### SOURCE PASSAGE:
[start]
Property Life/Death

A live property has many different possible manifestations. However from the
point of view of how to write standards around the concept, the key idea is
that the client expects certain specified behaviors on the part of the
server.

For dead properties the client expects that the server will faithfully
record and return whatever values have been submitted for the property. The
client also expects that the server will only accept values which are
compliant with the DAV Property/Message object model (see my previous post
on that subject for more information). In other words, for a dead property,
the client expects the server to act like a notepad.

In the case of a live property the client expects the server to take some
action above and beyond just being a notepad. The exact nature of the
expectations are irrelevant, only their existence matters.

The purpose of providing this guarantee is to help clients control the
ramifications of their actions. Imagine, for example, a property which
returns the current system date. That is, the client expects that when this
property is retrieved the server will ensure that its value is equal to the
system date at the time the property's value was written. The client expects
something beyond notepad behavior of the server, thus the property is live.
If the client copies the resource to a server which doesn't know about the
system date property then the property will be dead. That is, the
destination server will not uphold the expectation that the retrieved value
will equal the current system date. Rather the server will act like a
notepad, recording the value of the property when it was copied and not
changing it after that point. If a program the client is writing depends on
the system date property being live on the destination then the client would
propably prefer the copy fail if the property's liveness can not be
guaranteed. DAV provides the client a means to express that wish.
[end]
### DO THIS:
Update the passage on property life and death by writing it out again between "A live property has" and "like a notepad.", inclusive, with "notepad" replaced by "ledger".

### SUPPLIED INFORMATION:
[start]
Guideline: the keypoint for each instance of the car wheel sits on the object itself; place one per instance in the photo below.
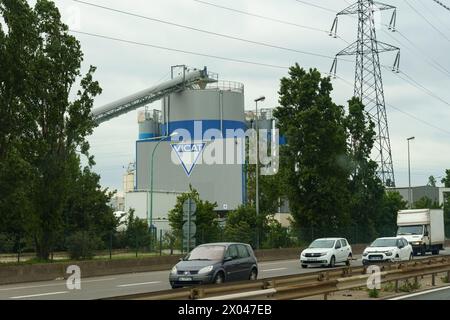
[end]
### RESULT OF THE TASK:
A live property has many different possible manifestations. However from the
point of view of how to write standards around the concept, the key idea is
that the client expects certain specified behaviors on the part of the
server.

For dead properties the client expects that the server will faithfully
record and return whatever values have been submitted for the property. The
client also expects that the server will only accept values which are
compliant with the DAV Property/Message object model (see my previous post
on that subject for more information). In other words, for a dead property,
the client expects the server to act like a ledger.